Retype each line below precisely.

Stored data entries
★ ★ ★ ★ ★
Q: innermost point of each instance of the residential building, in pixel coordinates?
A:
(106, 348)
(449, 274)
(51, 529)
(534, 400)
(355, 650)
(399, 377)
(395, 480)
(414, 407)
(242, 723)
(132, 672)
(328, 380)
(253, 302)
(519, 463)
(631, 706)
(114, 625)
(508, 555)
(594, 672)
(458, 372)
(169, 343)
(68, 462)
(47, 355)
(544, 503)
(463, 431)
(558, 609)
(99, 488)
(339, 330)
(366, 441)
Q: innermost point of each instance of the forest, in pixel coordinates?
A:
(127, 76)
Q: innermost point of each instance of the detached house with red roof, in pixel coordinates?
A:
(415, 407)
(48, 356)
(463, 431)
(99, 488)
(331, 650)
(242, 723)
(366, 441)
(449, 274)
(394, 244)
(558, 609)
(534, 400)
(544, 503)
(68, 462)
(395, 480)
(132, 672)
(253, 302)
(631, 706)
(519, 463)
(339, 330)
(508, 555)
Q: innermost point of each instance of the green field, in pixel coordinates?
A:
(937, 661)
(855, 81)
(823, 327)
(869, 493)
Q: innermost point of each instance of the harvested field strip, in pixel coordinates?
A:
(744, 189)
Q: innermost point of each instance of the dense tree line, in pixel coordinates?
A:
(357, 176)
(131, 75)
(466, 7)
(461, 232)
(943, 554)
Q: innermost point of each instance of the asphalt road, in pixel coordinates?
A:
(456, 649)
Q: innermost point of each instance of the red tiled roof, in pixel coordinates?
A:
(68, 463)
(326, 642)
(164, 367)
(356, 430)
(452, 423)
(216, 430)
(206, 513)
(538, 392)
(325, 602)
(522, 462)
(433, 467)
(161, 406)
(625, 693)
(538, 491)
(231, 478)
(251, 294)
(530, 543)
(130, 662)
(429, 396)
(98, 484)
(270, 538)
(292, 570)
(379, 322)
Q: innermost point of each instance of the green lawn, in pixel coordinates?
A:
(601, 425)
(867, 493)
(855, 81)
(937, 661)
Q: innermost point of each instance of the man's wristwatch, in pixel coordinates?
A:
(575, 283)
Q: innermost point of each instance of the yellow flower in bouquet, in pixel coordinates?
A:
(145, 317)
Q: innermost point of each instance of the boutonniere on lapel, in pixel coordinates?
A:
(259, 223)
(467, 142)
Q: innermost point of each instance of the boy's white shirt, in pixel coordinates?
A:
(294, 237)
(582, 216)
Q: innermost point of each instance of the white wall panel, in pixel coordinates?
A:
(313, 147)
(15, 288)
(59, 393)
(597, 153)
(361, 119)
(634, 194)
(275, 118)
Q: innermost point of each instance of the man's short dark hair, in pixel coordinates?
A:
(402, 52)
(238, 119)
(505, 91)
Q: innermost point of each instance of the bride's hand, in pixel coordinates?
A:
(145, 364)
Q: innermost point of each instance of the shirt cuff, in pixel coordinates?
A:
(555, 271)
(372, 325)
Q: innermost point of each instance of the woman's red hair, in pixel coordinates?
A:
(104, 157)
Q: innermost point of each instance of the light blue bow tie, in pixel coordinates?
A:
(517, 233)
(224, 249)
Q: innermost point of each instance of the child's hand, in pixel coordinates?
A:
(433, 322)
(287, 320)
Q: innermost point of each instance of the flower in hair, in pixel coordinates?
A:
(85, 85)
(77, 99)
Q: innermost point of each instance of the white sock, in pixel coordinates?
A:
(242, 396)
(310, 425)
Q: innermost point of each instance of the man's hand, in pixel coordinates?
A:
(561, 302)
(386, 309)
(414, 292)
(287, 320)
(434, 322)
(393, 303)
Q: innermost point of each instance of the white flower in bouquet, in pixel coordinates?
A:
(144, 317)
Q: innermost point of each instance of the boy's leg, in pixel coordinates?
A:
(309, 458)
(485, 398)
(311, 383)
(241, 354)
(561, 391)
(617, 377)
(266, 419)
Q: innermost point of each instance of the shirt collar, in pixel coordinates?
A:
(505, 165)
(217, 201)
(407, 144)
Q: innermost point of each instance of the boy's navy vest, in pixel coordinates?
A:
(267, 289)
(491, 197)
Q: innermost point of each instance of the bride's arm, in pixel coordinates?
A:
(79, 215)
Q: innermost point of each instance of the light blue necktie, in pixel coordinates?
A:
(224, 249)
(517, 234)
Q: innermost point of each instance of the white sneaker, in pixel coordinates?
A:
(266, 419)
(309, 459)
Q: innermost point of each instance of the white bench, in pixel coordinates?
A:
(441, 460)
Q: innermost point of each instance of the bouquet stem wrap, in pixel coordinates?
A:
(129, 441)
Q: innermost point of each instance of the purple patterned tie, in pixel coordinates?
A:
★ ★ ★ ★ ★
### Answer to this exercise
Q: innermost point of each instance of the residential building, in pixel coordinates?
A:
(106, 348)
(449, 274)
(51, 529)
(534, 400)
(355, 650)
(399, 377)
(395, 480)
(414, 407)
(242, 723)
(132, 672)
(328, 380)
(253, 302)
(519, 463)
(631, 706)
(114, 625)
(508, 555)
(594, 672)
(458, 372)
(169, 343)
(68, 462)
(47, 355)
(544, 503)
(463, 431)
(558, 609)
(99, 488)
(339, 330)
(366, 441)
Q: innermost point of each instance of the forest, in pixel coordinates?
A:
(127, 76)
Q: innermost point of each instance of the detached house with red roof, in pixel coordinates?
A:
(415, 407)
(48, 356)
(463, 431)
(99, 488)
(331, 650)
(242, 723)
(366, 441)
(449, 274)
(394, 244)
(558, 609)
(534, 400)
(544, 503)
(68, 462)
(395, 480)
(132, 672)
(253, 302)
(631, 706)
(519, 463)
(339, 330)
(508, 555)
Q: innermost point of each instance of the green field, in pixel coordinates?
A:
(937, 661)
(855, 81)
(823, 327)
(869, 493)
Q: innermost point of each instance of the harvested field strip, in pixel coordinates?
A:
(744, 189)
Q: innermost point of each instance of the dense tree line, in pixel coordinates?
A:
(357, 176)
(131, 75)
(466, 7)
(461, 232)
(943, 554)
Q: innermost point of each instance of the asphalt road, in pixel coordinates?
A:
(456, 649)
Q: innermost point of each instance of the red tiled roof, in pixel coordinates?
A:
(68, 463)
(326, 642)
(164, 367)
(356, 430)
(452, 423)
(216, 430)
(206, 513)
(538, 392)
(325, 602)
(522, 462)
(433, 467)
(161, 406)
(625, 693)
(538, 491)
(231, 478)
(251, 294)
(530, 543)
(130, 662)
(429, 396)
(98, 484)
(270, 538)
(292, 570)
(379, 322)
Q: innermost point of each instance of the green lawn, in pixel coordinates?
A:
(601, 425)
(867, 493)
(855, 81)
(937, 661)
Q: innermost point of each instance of the man's wristwatch, in pixel coordinates?
A:
(575, 283)
Q: innermost point of each instance of the yellow flower in bouquet, in pixel coordinates?
A:
(145, 317)
Q: innermost point of each instance of the boutonniere on lapel, in pixel coordinates?
A:
(259, 223)
(467, 142)
Q: innermost point of each instance of the boy's white shirt, in pixel coordinates?
A:
(294, 237)
(582, 216)
Q: innermost point of each instance of the white wall panel, in pixel coordinates?
A:
(313, 147)
(15, 288)
(59, 393)
(597, 153)
(361, 119)
(634, 194)
(275, 118)
Q: innermost point of each instance of the man's short dark hair, in pixel coordinates?
A:
(402, 52)
(238, 119)
(505, 91)
Q: innermost point of each instance of the bride's hand, in pixel coordinates?
A:
(145, 364)
Q: innermost point of each instance of the shirt cuff, in pixel coordinates?
A:
(555, 271)
(372, 325)
Q: innermost point of each instance of the woman's red hair, in pixel coordinates?
A:
(104, 157)
Q: innermost point of each instance of the light blue bow tie, in pixel coordinates?
A:
(517, 233)
(224, 249)
Q: innermost point of each instance of the child's hand, in pixel coordinates?
A:
(433, 322)
(287, 320)
Q: innermost point of each instance of the flower in hair, in pixel coordinates?
A:
(85, 85)
(77, 99)
Q: innermost point of each instance of the white sock, in pixel coordinates?
A:
(242, 396)
(310, 425)
Q: innermost point of each instance of the man's hand, in pixel coordinates?
A:
(561, 302)
(386, 309)
(414, 292)
(287, 320)
(434, 322)
(393, 303)
Q: innermost point of each instance of the white flower in bouquet, in pixel coordinates?
A:
(144, 317)
Q: innermost point of each instance of the boy's leg, in pixel coordinates?
A:
(309, 458)
(485, 398)
(311, 383)
(241, 354)
(561, 391)
(617, 377)
(266, 419)
Q: innermost point of each instance of the shirt collar, in pixel coordinates?
A:
(505, 165)
(217, 201)
(407, 144)
Q: innermost point of each instance of the boy's navy vest, in pixel coordinates?
A:
(267, 289)
(491, 197)
Q: innermost point of each instance of the bride's arm, in pixel coordinates?
A:
(79, 215)
Q: innermost point of each instance of the light blue necktie, in pixel coordinates?
A:
(224, 249)
(517, 234)
Q: innermost point of each instance of the white sneaker, in pixel coordinates?
A:
(266, 419)
(309, 459)
Q: innermost point of each instance of the white bench, in pixel coordinates?
A:
(441, 460)
Q: innermost point of each instance of the bouquet stem wrap, in pixel coordinates?
A:
(129, 441)
Q: innermost point of each instance of the purple patterned tie, in pixel coordinates?
A:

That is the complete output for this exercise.